The problem:
Retype, word for word, every line of the records below starting at the one that contains "Query: white road marking" and ending at the one that contains "Query: knee"; include both of those lines and nothing more.

*** Data records ***

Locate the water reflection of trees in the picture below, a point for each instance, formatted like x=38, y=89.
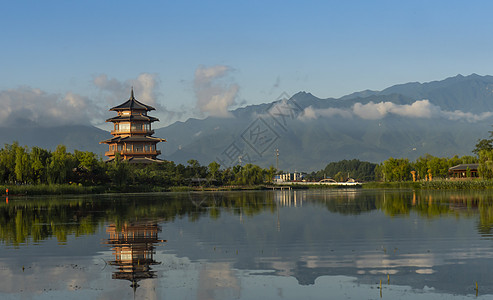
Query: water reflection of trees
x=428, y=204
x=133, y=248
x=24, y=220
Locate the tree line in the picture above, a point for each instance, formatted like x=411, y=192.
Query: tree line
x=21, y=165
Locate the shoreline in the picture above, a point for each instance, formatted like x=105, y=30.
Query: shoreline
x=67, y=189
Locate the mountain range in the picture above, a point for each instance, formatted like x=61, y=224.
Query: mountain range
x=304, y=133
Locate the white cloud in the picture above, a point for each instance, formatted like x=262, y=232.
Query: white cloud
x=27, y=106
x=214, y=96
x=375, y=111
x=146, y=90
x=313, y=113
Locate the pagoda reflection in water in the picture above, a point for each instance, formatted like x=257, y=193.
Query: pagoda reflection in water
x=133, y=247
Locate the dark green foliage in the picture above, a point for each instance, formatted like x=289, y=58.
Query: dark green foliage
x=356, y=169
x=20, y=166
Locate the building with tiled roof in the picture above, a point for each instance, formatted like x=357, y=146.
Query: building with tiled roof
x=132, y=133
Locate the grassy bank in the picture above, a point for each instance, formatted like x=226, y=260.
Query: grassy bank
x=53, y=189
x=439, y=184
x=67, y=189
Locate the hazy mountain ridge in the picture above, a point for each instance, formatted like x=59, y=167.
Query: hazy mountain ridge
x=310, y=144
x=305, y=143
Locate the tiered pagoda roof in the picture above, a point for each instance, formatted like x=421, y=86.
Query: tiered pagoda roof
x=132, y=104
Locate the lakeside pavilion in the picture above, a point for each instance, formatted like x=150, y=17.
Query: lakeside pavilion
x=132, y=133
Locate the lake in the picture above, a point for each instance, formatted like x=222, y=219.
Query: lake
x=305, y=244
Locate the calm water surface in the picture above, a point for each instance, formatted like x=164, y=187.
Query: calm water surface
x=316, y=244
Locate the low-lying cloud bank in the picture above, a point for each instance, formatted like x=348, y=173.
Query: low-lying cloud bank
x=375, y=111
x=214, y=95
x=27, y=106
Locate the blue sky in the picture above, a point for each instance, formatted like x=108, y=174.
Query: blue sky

*** End of Data records ***
*** Data records ***

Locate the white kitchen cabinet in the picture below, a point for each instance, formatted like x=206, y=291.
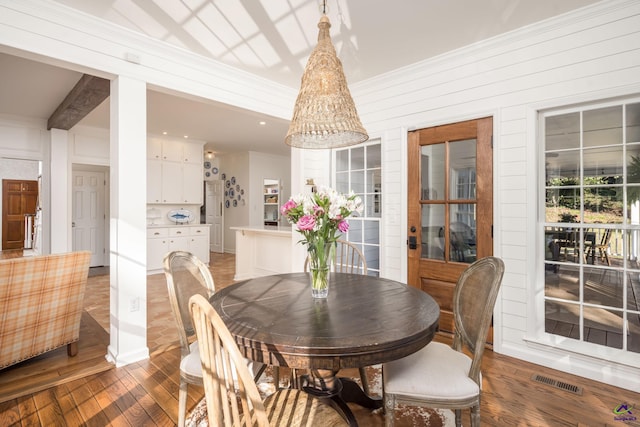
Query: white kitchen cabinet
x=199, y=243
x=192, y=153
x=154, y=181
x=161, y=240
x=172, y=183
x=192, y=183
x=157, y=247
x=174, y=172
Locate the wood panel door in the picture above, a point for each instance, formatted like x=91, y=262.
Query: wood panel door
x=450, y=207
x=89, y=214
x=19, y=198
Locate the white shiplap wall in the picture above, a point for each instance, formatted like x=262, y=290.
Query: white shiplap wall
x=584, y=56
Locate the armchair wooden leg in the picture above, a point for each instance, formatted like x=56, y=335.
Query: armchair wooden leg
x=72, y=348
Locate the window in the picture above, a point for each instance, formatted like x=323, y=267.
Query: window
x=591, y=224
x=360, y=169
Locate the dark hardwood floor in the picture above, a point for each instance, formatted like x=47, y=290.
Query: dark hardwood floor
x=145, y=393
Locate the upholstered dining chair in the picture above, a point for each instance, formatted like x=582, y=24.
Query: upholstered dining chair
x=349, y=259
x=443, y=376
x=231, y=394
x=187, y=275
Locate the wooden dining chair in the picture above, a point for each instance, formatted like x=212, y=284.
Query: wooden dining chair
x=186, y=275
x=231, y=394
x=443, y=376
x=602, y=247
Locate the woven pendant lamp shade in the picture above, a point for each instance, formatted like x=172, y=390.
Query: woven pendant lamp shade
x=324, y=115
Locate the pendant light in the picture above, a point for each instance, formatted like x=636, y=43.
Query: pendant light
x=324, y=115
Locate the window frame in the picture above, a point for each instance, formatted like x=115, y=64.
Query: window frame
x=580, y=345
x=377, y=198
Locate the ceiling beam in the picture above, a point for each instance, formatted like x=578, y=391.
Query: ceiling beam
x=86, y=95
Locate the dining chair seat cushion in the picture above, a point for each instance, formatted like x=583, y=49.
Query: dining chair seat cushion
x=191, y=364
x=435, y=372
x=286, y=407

*** End of Data records ***
*** Data records ***

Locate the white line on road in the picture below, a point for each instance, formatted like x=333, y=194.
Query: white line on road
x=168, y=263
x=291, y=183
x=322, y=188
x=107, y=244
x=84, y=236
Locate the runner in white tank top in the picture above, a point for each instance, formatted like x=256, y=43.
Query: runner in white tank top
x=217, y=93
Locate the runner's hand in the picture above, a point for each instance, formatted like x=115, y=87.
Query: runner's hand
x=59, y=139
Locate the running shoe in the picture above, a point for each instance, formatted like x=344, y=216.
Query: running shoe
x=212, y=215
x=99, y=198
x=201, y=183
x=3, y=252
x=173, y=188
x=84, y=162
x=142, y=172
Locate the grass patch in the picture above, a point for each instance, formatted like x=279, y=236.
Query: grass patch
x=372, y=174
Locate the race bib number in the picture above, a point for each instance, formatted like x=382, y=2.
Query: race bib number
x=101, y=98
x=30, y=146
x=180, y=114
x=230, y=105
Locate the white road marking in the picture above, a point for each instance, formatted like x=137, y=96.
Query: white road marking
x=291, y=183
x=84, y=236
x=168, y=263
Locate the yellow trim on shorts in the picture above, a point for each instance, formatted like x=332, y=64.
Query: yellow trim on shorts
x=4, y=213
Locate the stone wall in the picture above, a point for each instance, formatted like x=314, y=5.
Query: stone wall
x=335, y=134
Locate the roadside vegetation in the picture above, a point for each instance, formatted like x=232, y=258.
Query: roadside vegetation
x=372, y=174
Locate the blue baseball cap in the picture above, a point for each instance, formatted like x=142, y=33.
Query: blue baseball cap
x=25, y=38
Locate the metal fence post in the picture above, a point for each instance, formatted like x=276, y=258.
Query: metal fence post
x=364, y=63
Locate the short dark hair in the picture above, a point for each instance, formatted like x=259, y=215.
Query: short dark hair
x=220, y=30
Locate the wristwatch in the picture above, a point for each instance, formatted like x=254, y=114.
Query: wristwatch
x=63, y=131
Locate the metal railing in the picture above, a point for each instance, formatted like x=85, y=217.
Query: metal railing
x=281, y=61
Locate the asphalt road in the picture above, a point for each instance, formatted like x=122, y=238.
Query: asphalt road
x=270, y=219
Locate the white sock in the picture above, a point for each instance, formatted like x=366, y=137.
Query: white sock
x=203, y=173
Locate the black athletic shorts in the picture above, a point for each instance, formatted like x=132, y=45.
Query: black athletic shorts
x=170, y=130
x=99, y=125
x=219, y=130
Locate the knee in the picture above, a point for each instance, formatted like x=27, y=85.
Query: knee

*** End of Data records ***

Solved exercise:
Query: white road marking
x=291, y=183
x=84, y=236
x=168, y=263
Locate the yellow trim on shorts in the picture above, a point for each instance, formatted like x=332, y=64.
Query: yellow trim on shorts
x=4, y=213
Locate the stone wall in the picture above, a point for each instance, formatted like x=314, y=5.
Query: stone wall
x=335, y=134
Locate the roadside vegetation in the picture above, a point for each instance, formatted like x=232, y=258.
Query: roadside vegetation
x=372, y=174
Locate the blue baseball cap in the picture above, a point for each instance, formatted like x=142, y=33.
Query: blue baseball cap
x=25, y=38
Locate the metal fence post in the picture above, a point for each instance, formatted like x=276, y=258.
Query: metal fence post
x=364, y=63
Locate the short dark hair in the picture above, a point for each instance, formatted like x=259, y=215.
Query: short dark hair
x=220, y=30
Locate the wristwatch in the picture above, a point for each instance, formatted like x=254, y=114.
Query: wristwatch
x=63, y=131
Locate the metal railing in the picture above, a point for each instance, formatted like x=85, y=217.
Query: metal railing
x=281, y=61
Locate the asphalt road in the picture above, a point for each instance, formatted like x=122, y=238.
Query: asphalt road
x=270, y=219
Locate the white sock in the picture above, a point for each instance, formatted like x=366, y=137.
Query: white sock
x=203, y=173
Locate the black athletic shorts in the picture above, a point for each instance, formatted like x=132, y=45.
Query: black athletic shorts
x=170, y=130
x=99, y=125
x=219, y=130
Locate the knee in the picture above, a point for each instance, formatted like x=27, y=85.
Query: knee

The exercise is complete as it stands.